## Listed entries
::::

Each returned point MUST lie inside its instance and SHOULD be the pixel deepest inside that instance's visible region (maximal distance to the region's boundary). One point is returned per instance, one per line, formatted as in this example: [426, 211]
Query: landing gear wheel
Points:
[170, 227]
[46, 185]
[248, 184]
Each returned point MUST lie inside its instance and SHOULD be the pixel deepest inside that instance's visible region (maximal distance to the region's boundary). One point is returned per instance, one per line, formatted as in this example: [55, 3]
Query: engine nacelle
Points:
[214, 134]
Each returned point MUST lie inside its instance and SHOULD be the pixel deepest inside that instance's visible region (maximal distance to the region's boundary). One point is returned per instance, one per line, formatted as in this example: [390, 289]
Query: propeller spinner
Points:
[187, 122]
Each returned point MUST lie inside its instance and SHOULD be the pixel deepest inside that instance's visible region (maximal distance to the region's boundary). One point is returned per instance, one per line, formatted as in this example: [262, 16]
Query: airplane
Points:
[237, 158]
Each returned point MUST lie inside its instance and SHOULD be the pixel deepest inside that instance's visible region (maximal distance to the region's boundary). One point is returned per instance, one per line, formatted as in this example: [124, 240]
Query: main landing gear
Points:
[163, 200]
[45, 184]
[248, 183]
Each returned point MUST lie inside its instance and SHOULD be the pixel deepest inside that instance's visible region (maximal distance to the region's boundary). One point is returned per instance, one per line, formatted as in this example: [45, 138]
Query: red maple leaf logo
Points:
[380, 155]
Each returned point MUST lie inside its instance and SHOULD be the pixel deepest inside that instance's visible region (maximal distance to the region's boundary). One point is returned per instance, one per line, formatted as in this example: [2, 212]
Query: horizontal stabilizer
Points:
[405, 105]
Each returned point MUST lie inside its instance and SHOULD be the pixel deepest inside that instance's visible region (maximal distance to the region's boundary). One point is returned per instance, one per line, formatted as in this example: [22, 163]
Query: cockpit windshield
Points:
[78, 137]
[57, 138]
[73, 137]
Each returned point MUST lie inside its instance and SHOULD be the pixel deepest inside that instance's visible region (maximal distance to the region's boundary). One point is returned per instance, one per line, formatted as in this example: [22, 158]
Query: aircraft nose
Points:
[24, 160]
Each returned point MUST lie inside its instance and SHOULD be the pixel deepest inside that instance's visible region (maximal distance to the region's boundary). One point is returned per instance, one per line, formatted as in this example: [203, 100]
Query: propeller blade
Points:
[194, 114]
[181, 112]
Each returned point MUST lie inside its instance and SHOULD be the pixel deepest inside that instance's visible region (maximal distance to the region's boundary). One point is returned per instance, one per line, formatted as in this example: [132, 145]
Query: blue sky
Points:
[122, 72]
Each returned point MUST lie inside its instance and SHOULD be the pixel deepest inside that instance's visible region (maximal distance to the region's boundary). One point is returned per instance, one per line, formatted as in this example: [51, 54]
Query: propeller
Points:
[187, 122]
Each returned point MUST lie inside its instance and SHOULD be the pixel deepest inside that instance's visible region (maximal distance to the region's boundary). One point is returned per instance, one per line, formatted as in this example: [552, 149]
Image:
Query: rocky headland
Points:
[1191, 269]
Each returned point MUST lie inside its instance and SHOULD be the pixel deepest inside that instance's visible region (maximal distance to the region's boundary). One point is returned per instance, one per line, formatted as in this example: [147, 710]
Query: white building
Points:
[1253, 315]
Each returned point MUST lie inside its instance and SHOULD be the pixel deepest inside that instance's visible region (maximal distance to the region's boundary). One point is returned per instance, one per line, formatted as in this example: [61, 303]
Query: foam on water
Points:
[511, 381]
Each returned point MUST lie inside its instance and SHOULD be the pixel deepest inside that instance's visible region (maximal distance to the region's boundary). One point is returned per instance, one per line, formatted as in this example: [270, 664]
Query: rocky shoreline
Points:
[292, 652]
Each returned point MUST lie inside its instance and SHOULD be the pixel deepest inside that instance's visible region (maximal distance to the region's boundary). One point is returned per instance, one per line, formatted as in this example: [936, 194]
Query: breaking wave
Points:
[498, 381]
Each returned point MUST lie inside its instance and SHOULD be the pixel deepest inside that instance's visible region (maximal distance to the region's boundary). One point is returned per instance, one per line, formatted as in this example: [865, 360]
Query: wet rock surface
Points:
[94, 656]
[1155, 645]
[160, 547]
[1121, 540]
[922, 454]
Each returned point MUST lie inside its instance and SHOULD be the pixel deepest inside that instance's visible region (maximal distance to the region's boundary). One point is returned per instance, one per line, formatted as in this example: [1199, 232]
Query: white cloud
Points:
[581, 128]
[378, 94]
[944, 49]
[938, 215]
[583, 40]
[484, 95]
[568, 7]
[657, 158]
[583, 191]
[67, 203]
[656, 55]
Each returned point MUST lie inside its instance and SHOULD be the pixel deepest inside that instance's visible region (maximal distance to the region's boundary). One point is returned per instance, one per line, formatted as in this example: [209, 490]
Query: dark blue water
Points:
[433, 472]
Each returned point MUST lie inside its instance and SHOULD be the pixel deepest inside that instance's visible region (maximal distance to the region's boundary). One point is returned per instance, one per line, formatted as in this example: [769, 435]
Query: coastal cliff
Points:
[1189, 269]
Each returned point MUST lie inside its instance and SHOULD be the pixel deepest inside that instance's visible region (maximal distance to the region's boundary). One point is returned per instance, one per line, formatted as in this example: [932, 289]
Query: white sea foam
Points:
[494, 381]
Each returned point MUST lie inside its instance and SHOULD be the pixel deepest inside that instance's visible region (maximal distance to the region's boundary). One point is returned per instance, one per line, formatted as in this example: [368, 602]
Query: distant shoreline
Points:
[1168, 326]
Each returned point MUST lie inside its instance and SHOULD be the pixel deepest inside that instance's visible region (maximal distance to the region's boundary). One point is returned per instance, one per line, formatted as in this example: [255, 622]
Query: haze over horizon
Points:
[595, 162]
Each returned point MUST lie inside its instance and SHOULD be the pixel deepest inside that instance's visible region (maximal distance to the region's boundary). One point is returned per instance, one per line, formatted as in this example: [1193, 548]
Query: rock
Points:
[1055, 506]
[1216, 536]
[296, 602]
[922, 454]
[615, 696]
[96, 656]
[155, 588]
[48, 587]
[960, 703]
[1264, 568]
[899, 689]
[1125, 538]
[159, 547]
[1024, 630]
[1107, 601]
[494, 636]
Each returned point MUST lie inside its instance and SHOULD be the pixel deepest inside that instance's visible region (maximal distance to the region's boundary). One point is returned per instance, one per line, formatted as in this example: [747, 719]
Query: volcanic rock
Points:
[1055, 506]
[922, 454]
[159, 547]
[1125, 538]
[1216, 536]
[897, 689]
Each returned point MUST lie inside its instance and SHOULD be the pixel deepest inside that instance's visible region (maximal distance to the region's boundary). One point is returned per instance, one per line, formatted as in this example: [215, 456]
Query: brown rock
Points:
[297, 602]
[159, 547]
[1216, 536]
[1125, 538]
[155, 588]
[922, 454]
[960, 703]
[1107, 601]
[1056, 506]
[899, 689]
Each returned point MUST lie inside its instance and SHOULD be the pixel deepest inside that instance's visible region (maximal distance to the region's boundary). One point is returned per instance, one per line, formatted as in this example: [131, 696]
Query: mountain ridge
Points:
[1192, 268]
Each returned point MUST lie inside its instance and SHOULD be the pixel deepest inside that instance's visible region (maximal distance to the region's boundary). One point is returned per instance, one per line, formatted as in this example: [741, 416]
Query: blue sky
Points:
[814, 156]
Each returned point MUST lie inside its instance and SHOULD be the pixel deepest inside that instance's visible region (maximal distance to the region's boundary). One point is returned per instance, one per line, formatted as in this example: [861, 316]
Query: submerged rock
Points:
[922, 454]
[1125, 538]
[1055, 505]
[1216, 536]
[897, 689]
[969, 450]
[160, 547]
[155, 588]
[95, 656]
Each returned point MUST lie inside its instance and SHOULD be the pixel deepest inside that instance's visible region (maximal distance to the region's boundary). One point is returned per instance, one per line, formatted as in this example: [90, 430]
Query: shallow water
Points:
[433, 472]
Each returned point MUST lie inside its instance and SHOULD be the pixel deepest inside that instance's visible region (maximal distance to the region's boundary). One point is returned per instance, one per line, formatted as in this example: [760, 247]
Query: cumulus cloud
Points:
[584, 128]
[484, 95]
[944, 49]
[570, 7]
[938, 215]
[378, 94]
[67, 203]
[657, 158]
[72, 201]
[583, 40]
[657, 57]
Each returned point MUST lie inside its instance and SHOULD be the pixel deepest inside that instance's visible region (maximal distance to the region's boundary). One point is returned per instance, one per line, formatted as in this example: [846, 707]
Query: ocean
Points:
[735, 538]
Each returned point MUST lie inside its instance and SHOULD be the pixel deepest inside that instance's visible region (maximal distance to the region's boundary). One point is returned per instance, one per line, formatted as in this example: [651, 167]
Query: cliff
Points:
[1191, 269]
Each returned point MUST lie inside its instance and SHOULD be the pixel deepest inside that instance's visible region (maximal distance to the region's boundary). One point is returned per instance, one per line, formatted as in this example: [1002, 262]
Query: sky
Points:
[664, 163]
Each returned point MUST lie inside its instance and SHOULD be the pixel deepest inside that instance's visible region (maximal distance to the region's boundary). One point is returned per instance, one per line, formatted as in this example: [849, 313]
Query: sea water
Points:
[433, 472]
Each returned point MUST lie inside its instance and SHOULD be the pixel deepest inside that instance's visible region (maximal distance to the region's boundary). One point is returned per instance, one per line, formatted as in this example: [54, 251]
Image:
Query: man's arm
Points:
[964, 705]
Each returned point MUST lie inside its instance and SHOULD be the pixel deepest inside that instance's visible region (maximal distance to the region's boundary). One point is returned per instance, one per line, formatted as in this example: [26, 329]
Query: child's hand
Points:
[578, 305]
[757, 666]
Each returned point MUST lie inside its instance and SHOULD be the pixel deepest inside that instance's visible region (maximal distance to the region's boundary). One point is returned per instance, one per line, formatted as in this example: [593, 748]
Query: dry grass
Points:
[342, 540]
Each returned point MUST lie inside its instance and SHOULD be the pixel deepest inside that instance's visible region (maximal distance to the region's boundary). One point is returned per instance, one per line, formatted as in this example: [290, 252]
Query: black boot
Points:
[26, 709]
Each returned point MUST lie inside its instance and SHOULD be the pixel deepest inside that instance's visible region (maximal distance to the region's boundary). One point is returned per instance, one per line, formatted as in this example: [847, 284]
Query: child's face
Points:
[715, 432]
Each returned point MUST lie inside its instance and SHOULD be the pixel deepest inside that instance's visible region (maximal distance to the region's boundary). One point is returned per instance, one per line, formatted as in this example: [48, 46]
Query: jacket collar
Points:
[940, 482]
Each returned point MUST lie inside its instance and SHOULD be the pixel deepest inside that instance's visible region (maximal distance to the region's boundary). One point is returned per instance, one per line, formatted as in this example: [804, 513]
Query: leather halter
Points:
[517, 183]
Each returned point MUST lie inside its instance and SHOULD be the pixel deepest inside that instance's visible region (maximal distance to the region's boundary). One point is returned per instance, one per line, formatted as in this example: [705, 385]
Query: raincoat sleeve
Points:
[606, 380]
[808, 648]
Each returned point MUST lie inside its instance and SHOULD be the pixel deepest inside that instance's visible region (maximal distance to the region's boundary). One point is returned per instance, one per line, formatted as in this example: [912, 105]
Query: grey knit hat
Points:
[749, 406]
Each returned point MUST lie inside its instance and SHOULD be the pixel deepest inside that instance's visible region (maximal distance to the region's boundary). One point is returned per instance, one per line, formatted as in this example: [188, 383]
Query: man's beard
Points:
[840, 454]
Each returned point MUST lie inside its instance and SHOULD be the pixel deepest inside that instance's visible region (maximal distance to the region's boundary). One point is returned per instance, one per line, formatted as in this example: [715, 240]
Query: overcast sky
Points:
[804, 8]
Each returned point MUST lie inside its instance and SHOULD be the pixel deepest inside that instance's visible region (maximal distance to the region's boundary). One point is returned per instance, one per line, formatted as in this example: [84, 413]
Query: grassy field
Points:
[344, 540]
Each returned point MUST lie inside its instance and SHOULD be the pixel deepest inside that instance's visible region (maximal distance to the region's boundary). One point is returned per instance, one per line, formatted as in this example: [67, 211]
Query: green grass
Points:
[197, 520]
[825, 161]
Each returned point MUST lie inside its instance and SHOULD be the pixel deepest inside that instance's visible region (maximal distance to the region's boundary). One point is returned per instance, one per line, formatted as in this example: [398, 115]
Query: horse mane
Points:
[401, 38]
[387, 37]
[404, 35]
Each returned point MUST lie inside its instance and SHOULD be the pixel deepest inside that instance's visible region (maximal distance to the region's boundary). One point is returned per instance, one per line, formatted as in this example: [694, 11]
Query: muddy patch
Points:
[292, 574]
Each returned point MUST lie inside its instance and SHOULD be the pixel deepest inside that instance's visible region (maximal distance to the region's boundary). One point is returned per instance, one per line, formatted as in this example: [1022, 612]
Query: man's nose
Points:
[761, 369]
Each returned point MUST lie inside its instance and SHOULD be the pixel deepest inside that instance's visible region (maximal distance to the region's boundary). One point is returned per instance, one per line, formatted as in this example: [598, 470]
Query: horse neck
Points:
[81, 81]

::::

## To do
Find the string "cloud" in the entries above. Copy each line where it occurs.

## Solution
Query: white cloud
Query: cumulus cloud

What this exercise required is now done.